What to produce:
Rename "green lawn" to "grass area" in the listing below, from the line with "Task: for the roadway count, mark the green lawn" up to and including the line with "Target: conifer tree". Reproduce only those lines and leave everything else in them unchanged.

Dataset items:
====

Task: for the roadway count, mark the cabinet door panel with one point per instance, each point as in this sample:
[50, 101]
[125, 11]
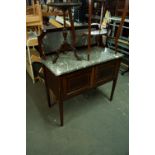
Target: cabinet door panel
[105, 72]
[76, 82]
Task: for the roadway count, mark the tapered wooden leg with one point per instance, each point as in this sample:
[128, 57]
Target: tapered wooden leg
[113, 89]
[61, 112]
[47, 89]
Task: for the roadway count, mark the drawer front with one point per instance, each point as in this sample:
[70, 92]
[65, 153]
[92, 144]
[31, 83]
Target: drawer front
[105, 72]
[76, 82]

====

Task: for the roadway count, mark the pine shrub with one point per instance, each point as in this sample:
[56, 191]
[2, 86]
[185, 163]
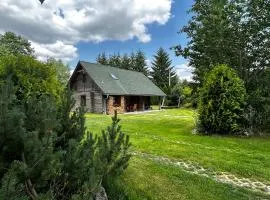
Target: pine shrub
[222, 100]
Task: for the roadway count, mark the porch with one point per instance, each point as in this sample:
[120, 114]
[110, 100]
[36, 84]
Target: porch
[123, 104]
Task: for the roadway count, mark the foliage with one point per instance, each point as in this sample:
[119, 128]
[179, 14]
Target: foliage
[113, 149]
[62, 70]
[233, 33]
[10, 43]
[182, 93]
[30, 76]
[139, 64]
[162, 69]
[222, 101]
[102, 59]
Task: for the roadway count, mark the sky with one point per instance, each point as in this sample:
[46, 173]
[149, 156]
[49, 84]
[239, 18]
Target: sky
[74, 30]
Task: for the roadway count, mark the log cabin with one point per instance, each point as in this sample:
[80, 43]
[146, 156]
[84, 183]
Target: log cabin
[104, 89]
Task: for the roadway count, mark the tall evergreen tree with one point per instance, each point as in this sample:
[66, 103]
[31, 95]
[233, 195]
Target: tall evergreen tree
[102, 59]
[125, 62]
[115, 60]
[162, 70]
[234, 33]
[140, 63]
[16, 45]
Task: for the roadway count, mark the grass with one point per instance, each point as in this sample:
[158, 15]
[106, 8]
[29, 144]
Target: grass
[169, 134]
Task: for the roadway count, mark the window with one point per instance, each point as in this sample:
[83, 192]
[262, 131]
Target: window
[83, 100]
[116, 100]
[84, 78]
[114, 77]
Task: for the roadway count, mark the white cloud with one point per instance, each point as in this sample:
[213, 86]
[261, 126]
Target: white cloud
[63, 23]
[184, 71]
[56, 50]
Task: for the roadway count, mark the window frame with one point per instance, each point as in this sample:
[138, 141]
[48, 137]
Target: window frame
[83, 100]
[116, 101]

====

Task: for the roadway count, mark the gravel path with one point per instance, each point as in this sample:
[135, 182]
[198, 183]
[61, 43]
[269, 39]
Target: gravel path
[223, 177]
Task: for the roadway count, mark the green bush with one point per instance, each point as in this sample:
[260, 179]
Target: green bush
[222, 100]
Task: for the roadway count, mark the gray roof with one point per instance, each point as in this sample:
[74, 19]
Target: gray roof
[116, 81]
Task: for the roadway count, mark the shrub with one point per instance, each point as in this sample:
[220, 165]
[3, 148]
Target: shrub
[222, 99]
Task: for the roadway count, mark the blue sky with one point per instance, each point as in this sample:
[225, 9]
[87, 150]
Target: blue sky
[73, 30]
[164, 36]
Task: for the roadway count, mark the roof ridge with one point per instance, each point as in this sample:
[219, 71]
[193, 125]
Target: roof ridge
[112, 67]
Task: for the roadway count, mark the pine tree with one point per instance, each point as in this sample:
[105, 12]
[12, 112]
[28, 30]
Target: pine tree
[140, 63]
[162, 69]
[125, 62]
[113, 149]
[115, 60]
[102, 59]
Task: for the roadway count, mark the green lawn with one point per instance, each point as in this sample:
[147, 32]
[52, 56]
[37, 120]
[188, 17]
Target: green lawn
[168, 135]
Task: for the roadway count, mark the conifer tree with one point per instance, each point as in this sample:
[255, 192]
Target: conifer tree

====

Full response:
Task: for the roadway count, mark the grass area with one point per instance, each point as in this sample:
[147, 32]
[52, 56]
[37, 120]
[188, 17]
Target: grass area
[168, 135]
Task: for the roadway count, mark the conifer tree with one point per instance, each point as in this sample:
[255, 192]
Target: conifer tree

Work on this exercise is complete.